DOCUMENT EXTRACT:
↓

Is this what Sherm was trying to explain at https://github.com/RobotLocomotion/drake/issues/16992#issuecomment-1102858871?

Is there really no way to disambiguate that? Something like if it has an actuator attached (on both sides?) then it's fine, no warning (nor error)?

The objective is to avoid hitting Delta > 0. If we can do that with a 0% false positive rate and 5% false negative rate, I'll buy that. The important thing is to hit the common failure modes, not be 100% accurate.

jwnimmer-tri commented 2 years ago

My suggestion here would be to curate a set of test cases (SDFormat files) with errors, and work backwards on reporting those errors. Trying to work forwards from the implementation to imagined test cases risks missing out on the actual victory condition -- the quality of feedback we report to real users, using their real-world examples.

sherm1 commented 2 years ago

Yes, that's what I was saying in https://github.com/RobotLocomotion/drake/issues/16992#issuecomment-1102858871.

The only way to know for sure that a massless/inertialess body is fatal is to generate the mass matrix M and check its condition number. Unfortunately that is M(q) so can't be done until runtime (with a Context present). So we're stuck with heuristics and a desire not to prevent legitimate uses like José's -- that leads to warnings and means we can't prevent some obscure Delta > 0 errors with these pre-runtime checks. Instead we're trying to catch egregious mistakes, and at least have something in the log for a user to consider after getting some inscrutable message.

Having some actual user cases to verify victory would be great -- any idea how to acquire those?

jwnimmer-tri commented 2 years ago

Examples can be found in most of the linked issues that Alejandro closed in lieu of this one.

I'm pretty committed to a 0% false positive rate. I hope there's a way to detect the common cases (e.g., massless finger) without getting into the weeds.

mitiguy commented 2 years ago

I am fairly far along and currently breaking a larger PR into smaller pieces and pushing it to review. The solution leverages some existing code, namely: topology.CreateListOfWeldedBodies(). Since there is no Context available at the time of issuing the warning, it seems a 0% false positive rate is unlikely. I envision that this is the first of these types of somewhat indefinite warnings -- hence, why I think a C++ MessageManager might be beneficial. For example, the issuing of the warning can be delayed until a numerical problem is encountered.

sherm1 commented 2 years ago

Clarification please: by "false positive" do you mean a warning that turns out to be unnecessary? I certainly wouldn't like to see any false positive errors but I'm not sure that silence is better than a well-worded warning that would mostly be unseen until there's a problem.

↑

LIST OF TASKS:
1. Extract from the massless-body thread the passage from "Having some actual" up to and including "of this one.".
2. Based on the massless-body thread, mark each statement yes or no and quote the words that settle it: (a) The mass matrix condition check can be done before runtime. (b) jwnimmer-tri is committed to a 0% false positive rate. (c) mitiguy's solution reuses topology.CreateListOfWeldedBodies().
None of the material is needed here.

DATA:
↓

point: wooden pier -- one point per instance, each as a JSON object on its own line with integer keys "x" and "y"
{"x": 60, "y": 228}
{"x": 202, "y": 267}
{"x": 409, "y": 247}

↑

RESULTS OF THE EXERCISE:
1.
Having some actual user cases to verify victory would be great -- any idea how to acquire those?

jwnimmer-tri commented 2 years ago

Examples can be found in most of the linked issues that Alejandro closed in lieu of this one.

2.
(a) No: "Unfortunately that is M(q) so can't be done until runtime (with a Context present)."
(b) Yes: "I'm pretty committed to a 0% false positive rate."
(c) Yes: "The solution leverages some existing code, namely: topology.CreateListOfWeldedBodies()."